Luis Soláns Labedán se sublevó en Melilla el 17 de julio de 1936, siendo el jefe militar que proclamó el golpe de Estado |
Viernes, 17 de julio de 1936
Son las cinco de la tarde
—hora expectante y mágica de clarines, timbales y sangre no sólo en la
tauromaquia, sino en la vida toda de España— cuando recibimos la primera
noticia de que la lucha ha comenzado. No nos sorprende en absoluto, porque hace
meses que esperamos un pronunciamiento y días que lo sabemos inminente. En
realidad, hace ya cinco jornadas que ninguno de los diez periodistas que en
esta tarde de bochorno estival nos hallamos en el bar del Congreso hemos
dormido cuatro horas seguidas, interrumpido siempre nuestro descanso por algún
rumor sensacional. Cada día se anuncia con mayor insistencia que la víspera una
sublevación militar y es preciso pasarse la noche en vela pendiente de los
teléfonos, yendo de un lado para otro, atentos a confirmar o desmentir los
múltiples bulos que circulan. Aunque no pase nada en la noche que termina, todo
puede suceder en la mañana que alborea y quien se tumbe despreocupado a
descansar siete u ocho horas puede encontrarse al despertar con un cambio
completo en el panorama nacional. No es extraño, pues, que cansados y
somnolientos se nos cierren los ojos y apenas tengamos ganas de seguir haciendo
cábalas y pronósticos sobre el desenlace de la tensa situación planteada.
De repente, la presencia de
Indalecio Prieto disipa nuestra modorra y nos pone en movimiento. La aparición
del líder socialista nada tendría de extraña en circunstancias normales, pero
si cuando el Parlamento ha suspendido sus sesiones y desde que el miércoles
celebró su dramática reunión la Comisión Permanente, el viejo palacio de la
carrera de San Jerónimo aparece casi desierto. Segundos después, rodeamos a
Prieto en uno de los pasillos. Don Inda —cara redonda, párpados carnosos, ojos
de miope— tiene un gesto de honda preocupación en el semblante. Nos conoce a
todos y se anticipa a las preguntas que tenemos en la punta de la lengua.
—Vengo —dice— a reunirme con
la Ejecutiva del Partido Socialista.
Hace una breve pausa como si
necesitara tomar aliento; luego, dejando caer con lentitud las palabras, añade:
—La guarnición de Melilla se
ha sublevado esta tarde. Los trabajadores están siendo pasados a cuchillo...
Mientras habla llegan
jadeantes por el calor y las prisas otros miembros de la ejecutiva socialista.
A Prieto le urge reunirse con ellos y se va sin contestar a nuestras preguntas
sobre detalles de lo ocurrido. Es posible que no los conozca o prefiera
comunicárselos a sus compañeros de partido. En cualquier caso, los detalles son
secundarios. Lo importante es la noticia en sí. Como es lógico buscamos
inmediata confirmación telefoneando, no sólo a los periódicos en que
trabajamos, sino intentando hablar con Melilla primero y con Tetuán o Ceuta a
renglón seguido.

### Bloque de datos
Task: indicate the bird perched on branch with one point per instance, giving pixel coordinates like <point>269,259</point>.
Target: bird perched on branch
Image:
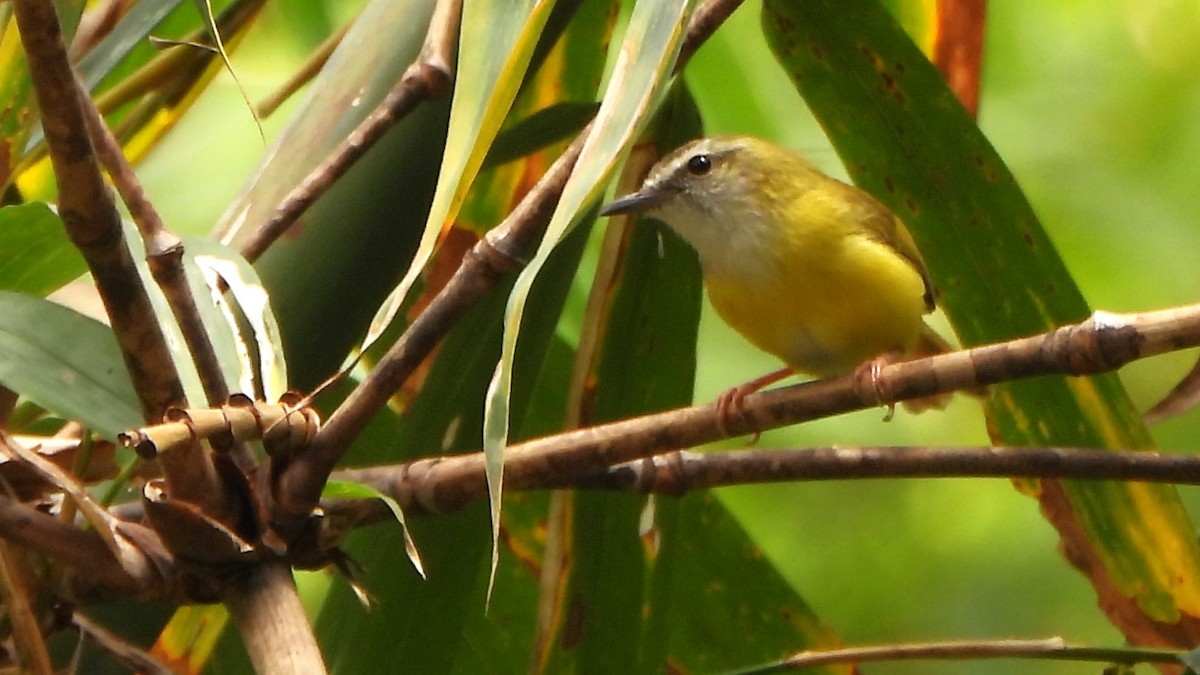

### Acciones a realizar
A: Responde a partir del relato sobre el 17 de julio de 1936:
(i) ¿A qué hora se recibe la primera noticia de que la lucha ha comenzado?
(ii) ¿Cuántos periodistas se hallan en el bar del Congreso?
(iii) ¿Con quién dice Prieto que viene a reunirse?
B: Imprime el fragmento del relato sobre el 17 de julio de 1936 que va de "A Prieto le" a "renglón seguido.", ambos incluidos.

### Respuestas por tarea
A:
(i) A las cinco de la tarde.
(ii) Diez.
(iii) Con la Ejecutiva del Partido Socialista.

B:
A Prieto le urge reunirse con ellos y se va sin contestar a nuestras preguntas
sobre detalles de lo ocurrido. Es posible que no los conozca o prefiera
comunicárselos a sus compañeros de partido. En cualquier caso, los detalles son
secundarios. Lo importante es la noticia en sí. Como es lógico buscamos
inmediata confirmación telefoneando, no sólo a los periódicos en que
trabajamos, sino intentando hablar con Melilla primero y con Tetuán o Ceuta a
renglón seguido.